▶ [Data for this exercise]

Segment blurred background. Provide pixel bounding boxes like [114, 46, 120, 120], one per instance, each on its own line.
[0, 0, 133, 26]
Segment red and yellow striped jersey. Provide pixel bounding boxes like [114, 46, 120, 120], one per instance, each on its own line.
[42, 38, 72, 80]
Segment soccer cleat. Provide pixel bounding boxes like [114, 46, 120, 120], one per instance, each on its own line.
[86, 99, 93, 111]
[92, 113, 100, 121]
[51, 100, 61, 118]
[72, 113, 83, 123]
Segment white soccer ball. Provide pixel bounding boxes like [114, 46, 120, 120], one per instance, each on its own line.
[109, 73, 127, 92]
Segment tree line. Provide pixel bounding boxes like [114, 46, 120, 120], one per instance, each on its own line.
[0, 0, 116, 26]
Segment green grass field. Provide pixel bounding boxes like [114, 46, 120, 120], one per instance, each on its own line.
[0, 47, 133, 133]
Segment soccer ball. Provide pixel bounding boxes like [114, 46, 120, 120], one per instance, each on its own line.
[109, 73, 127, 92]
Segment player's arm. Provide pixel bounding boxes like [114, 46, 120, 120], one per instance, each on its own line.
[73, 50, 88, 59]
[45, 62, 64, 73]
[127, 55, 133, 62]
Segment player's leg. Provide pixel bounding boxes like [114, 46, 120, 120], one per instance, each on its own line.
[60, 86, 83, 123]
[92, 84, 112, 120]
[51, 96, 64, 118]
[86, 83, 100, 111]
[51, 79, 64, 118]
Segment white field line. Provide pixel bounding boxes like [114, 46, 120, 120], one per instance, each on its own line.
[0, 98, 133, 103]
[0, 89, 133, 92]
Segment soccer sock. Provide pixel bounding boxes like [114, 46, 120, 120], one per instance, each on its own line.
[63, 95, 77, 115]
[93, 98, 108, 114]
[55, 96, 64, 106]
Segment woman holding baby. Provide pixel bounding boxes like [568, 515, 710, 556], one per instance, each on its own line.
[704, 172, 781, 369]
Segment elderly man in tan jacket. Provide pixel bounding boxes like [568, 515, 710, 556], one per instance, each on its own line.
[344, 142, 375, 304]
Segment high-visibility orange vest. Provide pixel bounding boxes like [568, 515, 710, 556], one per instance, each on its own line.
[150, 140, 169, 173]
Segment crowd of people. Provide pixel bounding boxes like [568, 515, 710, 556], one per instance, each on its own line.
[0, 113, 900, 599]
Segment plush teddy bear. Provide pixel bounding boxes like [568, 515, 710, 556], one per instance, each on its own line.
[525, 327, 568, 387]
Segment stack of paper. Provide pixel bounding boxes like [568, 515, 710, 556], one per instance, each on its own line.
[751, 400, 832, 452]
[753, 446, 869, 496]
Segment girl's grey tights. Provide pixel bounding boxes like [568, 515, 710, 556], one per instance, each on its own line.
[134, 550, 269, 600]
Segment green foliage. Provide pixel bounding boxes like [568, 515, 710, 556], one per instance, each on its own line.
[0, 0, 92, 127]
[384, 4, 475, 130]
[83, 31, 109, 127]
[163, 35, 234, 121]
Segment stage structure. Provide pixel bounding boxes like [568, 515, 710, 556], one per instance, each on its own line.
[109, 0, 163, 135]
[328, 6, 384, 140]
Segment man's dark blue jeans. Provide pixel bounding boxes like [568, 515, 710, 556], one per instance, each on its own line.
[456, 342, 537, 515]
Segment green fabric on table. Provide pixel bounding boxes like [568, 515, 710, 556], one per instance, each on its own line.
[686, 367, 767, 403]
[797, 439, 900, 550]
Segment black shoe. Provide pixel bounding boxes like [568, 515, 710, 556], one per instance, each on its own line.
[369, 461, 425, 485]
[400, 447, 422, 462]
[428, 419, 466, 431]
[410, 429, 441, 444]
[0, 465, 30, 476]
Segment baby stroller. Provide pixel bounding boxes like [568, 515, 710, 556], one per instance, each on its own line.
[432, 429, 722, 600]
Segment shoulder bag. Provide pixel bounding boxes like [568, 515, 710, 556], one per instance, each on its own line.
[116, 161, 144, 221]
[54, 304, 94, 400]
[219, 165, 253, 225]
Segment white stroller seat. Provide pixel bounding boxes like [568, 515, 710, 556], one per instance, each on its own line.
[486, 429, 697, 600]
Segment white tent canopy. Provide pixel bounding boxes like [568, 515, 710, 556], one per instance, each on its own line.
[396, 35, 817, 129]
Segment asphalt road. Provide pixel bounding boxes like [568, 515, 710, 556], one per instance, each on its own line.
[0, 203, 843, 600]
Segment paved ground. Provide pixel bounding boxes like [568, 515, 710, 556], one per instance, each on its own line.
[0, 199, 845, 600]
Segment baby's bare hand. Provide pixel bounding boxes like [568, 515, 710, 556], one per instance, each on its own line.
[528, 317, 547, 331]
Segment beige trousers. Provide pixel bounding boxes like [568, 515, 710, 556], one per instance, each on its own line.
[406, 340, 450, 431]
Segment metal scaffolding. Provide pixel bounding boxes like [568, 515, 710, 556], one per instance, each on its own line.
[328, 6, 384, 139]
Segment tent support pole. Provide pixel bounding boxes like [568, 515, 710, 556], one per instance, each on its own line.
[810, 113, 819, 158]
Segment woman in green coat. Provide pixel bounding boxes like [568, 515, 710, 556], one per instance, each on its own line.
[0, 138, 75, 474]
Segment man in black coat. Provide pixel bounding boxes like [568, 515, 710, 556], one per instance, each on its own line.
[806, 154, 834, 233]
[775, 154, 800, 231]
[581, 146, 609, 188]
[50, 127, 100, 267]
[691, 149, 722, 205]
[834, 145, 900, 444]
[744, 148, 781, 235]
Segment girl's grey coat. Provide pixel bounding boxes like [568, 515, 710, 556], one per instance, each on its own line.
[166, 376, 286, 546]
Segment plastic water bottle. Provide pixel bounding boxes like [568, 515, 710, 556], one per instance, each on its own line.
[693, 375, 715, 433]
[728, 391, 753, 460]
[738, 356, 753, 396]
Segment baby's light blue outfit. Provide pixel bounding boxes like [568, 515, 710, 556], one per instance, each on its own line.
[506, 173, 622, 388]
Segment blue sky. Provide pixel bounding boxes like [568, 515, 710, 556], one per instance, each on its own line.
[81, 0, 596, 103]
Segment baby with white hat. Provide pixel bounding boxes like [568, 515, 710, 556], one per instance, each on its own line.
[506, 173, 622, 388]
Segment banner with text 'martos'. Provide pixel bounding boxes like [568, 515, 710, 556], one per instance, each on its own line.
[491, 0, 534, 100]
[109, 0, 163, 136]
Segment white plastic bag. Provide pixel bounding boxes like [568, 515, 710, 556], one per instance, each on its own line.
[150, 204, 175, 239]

▶ [To be done] Copy out all of the material above with "one per instance" changed to "one per object" everywhere it appears, leaving everything else unchanged.

▶ [Correct output]
Segment blurred background. Provide pixel bounding boxes like [114, 46, 120, 120], one per object, each on its own line.
[0, 0, 133, 26]
Segment red and yellow striped jersey. Provide pixel bounding boxes like [114, 46, 120, 120], one per object, each on its own line.
[42, 38, 72, 80]
Segment soccer cleat. Provide pixel bounding boxes like [114, 46, 120, 120], one per object, each on its own line.
[86, 99, 93, 111]
[92, 113, 100, 121]
[51, 100, 61, 118]
[72, 113, 83, 123]
Segment white soccer ball. Provide pixel bounding boxes like [114, 46, 120, 120], one per object, each on its own line.
[109, 73, 127, 92]
Segment tree line. Provide pixel bounding boxes like [114, 46, 120, 120], one per object, each on its own line.
[0, 0, 116, 26]
Segment green grass field. Provide pixel bounding boxes like [114, 46, 120, 120], one per object, each on its own line.
[0, 47, 133, 133]
Segment soccer ball. Provide pixel bounding boxes like [114, 46, 120, 120], one per object, each on its own line.
[109, 73, 127, 92]
Segment player's arm. Provide pixel bounding boxes like [114, 46, 120, 120], one per object, each on its own line.
[73, 50, 88, 59]
[45, 62, 64, 73]
[127, 55, 133, 62]
Segment player's leg. Provide pixel bounding boxes like [114, 46, 120, 120], one per object, each on its own line.
[60, 86, 83, 123]
[92, 84, 112, 120]
[51, 96, 64, 118]
[86, 83, 100, 111]
[51, 79, 64, 118]
Segment white field line. Provide pixel bounding boxes like [114, 46, 120, 120], one per object, each on its own line.
[0, 98, 133, 103]
[0, 89, 133, 92]
Segment soccer sock. Provide pixel bounding boxes like [114, 46, 120, 120], one per object, each on its own line.
[63, 95, 77, 115]
[93, 98, 108, 114]
[55, 96, 64, 106]
Segment woman holding baby. Provide pixel bounding boxes like [568, 515, 710, 556], one per object, each on its own line.
[704, 172, 781, 369]
Segment elderly man in tan jacket. Provide pixel bounding boxes like [568, 515, 710, 556], one per object, each on its own line.
[344, 142, 375, 304]
Segment high-visibility orange vest. Provide pixel bounding boxes like [568, 515, 710, 556], one per object, each on its own line.
[150, 140, 169, 173]
Segment crowd of people. Provide pixel bounding boxes like [568, 515, 710, 556], one per object, each on its own line.
[0, 113, 900, 599]
Segment plush teddy bear. Provide pixel bounding boxes like [568, 515, 710, 556], one per object, each on its own line.
[525, 327, 568, 387]
Segment stack of paper. Provide pixel bounding boxes like [568, 515, 710, 556], one per object, each on its own line.
[751, 400, 832, 452]
[753, 446, 869, 496]
Segment girl's grey tights. Provide pixel bounding boxes like [568, 515, 710, 556], one per object, each on its own line.
[134, 550, 269, 600]
Segment green foliage. Provide pixel bounding boxes like [568, 515, 710, 556], one per object, each on its own line.
[0, 0, 92, 127]
[384, 4, 475, 130]
[83, 31, 109, 127]
[163, 35, 234, 121]
Segment stage structure. Provide pixel bounding boxes like [568, 515, 710, 556], one per object, each on its own line.
[109, 0, 163, 135]
[328, 6, 384, 140]
Segment man's dark blue jeans. Provide pixel bounding boxes like [568, 515, 710, 556], one per object, each on its own line.
[456, 342, 537, 515]
Segment green fabric on table. Provide pixel bounding boxes like [568, 515, 710, 556], one per object, each on its own line.
[686, 367, 767, 403]
[797, 439, 900, 550]
Segment black shoe. Provide pixel bounding boxes like [568, 515, 710, 556], one per object, each on its own line.
[369, 461, 425, 485]
[400, 447, 422, 462]
[428, 419, 466, 431]
[410, 429, 441, 444]
[0, 465, 30, 476]
Segment baby stroller. Provide pixel bounding boxes like [568, 515, 710, 556], one per object, each on its own line.
[432, 429, 722, 600]
Segment shoulder bag. Provide pixel bounding boxes like [568, 515, 710, 556], one per object, each on its own line.
[116, 161, 144, 221]
[54, 304, 94, 400]
[219, 165, 253, 225]
Segment white stroller seat. Provide pixel bounding boxes like [568, 515, 710, 556], one per object, each on its own line.
[486, 429, 697, 600]
Segment white tent canopy. Provide pixel bounding boxes like [568, 515, 710, 556], one per object, each on its own line.
[396, 35, 817, 129]
Segment asphalt road. Provide pixel bounding boxes like [568, 515, 710, 556], one per object, each on its own line.
[0, 203, 843, 600]
Segment paved ground. Provide pixel bounding boxes like [568, 515, 710, 556], one per object, each on its own line.
[0, 199, 845, 600]
Segment baby's bare hand. Provide pixel bounding boxes like [568, 515, 710, 556], one per object, each on its own line.
[528, 317, 547, 331]
Segment beige trousers. Provide pixel bounding boxes like [568, 515, 710, 556], one per object, each on its own line.
[406, 340, 450, 431]
Segment metal scaffolding. Provide pixel bounding boxes like [568, 515, 710, 556], one per object, each on its own line.
[328, 6, 384, 139]
Segment tent support pole. Provide pixel bounding boxes like [568, 515, 710, 556], one per object, each on its own line.
[810, 113, 819, 158]
Segment woman in green coat. Provide pixel bounding boxes like [568, 515, 710, 556], one per object, each on its own line.
[0, 138, 75, 474]
Segment man in black coat. Provide pixel bounding boxes like [568, 515, 710, 556], one per object, each on its own line.
[806, 154, 834, 233]
[775, 154, 800, 231]
[581, 146, 609, 188]
[50, 127, 100, 267]
[691, 149, 722, 205]
[834, 145, 900, 444]
[744, 148, 781, 235]
Segment girl's grey coat. Provide pixel bounding boxes like [568, 515, 710, 556], one per object, each on its own line.
[166, 376, 286, 546]
Segment plastic water bottle. Provide pixel bounding boxes like [568, 515, 710, 556], one per object, each on its own line.
[693, 375, 715, 433]
[728, 391, 753, 460]
[738, 356, 753, 396]
Segment baby's light blue outfit. Provide pixel bounding boxes like [568, 515, 710, 556], one per object, each on its own line.
[506, 173, 622, 388]
Segment blue sky. Provide pixel bounding boxes like [568, 515, 710, 556], one per object, each on its own line.
[81, 0, 596, 103]
Segment baby with white hat. Provide pixel bounding boxes like [568, 515, 710, 556], one per object, each on its own line.
[506, 173, 622, 388]
Segment banner with text 'martos'. Provide pixel bounding boxes like [568, 515, 710, 556], one per object, each on its own line.
[491, 0, 534, 100]
[109, 0, 163, 136]
Segment white plastic bag. Provide pixel bounding boxes like [568, 515, 710, 556], one per object, each on its own line.
[150, 204, 175, 239]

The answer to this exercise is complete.